___ Excerpted passage ___
Summaries and answers now available

The article can be accessed at this link.

You can also download the Cornell notes template for this paper (which includes the same questions) as a Word Document or PDF. Teachers, feel free to download this and forward it on to your students.

This week we’re looking at a popular article again, but one that touches upon a further type of scientific writing that’s especially important when you embark upon a new direction of research or learning – that is the review article. Review articles are used throughout academia as a way to bring together the major pieces of work within a field and give some form of commentary on them. Review articles might be used to give context to a field, show the progress made within a field, or to try to understand the truth within fields where seemingly opposing ideas have been suggested. In the case of this article, it is to provide an update on the recent progress made within one small part of the realm of biophysics. This article brings together ten pieces of modern research, and some additional quotes and thoughts of scientists, to show the current state of our abilities to manipulate ‘microswimmers’.
___ Listed records ___
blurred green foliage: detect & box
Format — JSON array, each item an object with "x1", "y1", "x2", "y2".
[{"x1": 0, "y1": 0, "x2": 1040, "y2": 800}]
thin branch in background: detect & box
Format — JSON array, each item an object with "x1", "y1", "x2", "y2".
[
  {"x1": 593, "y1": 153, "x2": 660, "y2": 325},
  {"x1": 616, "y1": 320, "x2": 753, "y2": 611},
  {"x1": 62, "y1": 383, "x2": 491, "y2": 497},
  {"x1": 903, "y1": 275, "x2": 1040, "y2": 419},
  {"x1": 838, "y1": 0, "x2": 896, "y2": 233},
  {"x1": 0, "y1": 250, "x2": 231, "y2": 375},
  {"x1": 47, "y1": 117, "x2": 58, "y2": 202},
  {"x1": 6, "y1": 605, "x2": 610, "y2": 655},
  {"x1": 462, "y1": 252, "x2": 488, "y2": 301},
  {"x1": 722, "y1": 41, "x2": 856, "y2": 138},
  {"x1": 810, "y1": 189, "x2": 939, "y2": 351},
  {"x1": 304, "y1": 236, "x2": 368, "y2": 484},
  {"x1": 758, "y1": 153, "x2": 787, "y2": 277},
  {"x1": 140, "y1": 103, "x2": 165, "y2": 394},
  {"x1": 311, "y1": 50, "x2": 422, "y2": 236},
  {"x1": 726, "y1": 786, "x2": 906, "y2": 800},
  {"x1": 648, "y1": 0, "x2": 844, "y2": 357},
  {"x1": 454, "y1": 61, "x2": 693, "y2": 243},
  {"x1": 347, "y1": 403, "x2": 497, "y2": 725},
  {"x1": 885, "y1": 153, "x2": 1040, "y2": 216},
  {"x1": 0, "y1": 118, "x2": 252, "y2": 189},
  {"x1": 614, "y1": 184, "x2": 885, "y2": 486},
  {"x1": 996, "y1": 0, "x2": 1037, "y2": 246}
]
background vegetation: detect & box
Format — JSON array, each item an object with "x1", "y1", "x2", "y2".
___
___ Listed records ___
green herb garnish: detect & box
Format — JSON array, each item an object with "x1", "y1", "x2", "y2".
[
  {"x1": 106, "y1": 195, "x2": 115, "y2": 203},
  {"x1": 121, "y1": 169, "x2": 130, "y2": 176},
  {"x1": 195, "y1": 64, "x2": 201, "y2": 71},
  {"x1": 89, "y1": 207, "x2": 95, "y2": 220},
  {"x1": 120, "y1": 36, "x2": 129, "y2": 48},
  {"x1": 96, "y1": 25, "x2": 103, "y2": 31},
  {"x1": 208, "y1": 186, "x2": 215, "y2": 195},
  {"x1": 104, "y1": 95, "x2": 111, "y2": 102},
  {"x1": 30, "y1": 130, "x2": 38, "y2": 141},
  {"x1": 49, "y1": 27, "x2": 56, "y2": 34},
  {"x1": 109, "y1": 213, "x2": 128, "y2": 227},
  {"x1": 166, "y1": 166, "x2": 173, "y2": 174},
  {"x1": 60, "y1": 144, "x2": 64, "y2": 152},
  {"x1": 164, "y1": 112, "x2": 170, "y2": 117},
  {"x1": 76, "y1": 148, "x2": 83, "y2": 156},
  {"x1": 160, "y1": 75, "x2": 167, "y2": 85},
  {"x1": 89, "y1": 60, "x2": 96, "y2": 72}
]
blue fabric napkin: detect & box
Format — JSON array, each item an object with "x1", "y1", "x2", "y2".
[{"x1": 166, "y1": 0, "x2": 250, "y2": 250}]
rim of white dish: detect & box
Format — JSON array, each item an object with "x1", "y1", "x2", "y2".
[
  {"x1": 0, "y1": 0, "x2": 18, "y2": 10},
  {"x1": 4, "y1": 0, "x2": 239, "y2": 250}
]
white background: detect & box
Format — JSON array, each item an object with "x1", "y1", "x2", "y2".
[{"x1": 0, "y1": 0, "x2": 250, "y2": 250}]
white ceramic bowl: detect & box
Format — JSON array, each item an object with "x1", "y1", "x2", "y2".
___
Aim: Copy the passage above about review articles and microswimmers word for word, from start to finish.

Exercise response:
Summaries and answers now available

The article can be accessed at this link.

You can also download the Cornell notes template for this paper (which includes the same questions) as a Word Document or PDF. Teachers, feel free to download this and forward it on to your students.

This week we’re looking at a popular article again, but one that touches upon a further type of scientific writing that’s especially important when you embark upon a new direction of research or learning – that is the review article. Review articles are used throughout academia as a way to bring together the major pieces of work within a field and give some form of commentary on them. Review articles might be used to give context to a field, show the progress made within a field, or to try to understand the truth within fields where seemingly opposing ideas have been suggested. In the case of this article, it is to provide an update on the recent progress made within one small part of the realm of biophysics. This article brings together ten pieces of modern research, and some additional quotes and thoughts of scientists, to show the current state of our abilities to manipulate ‘microswimmers’.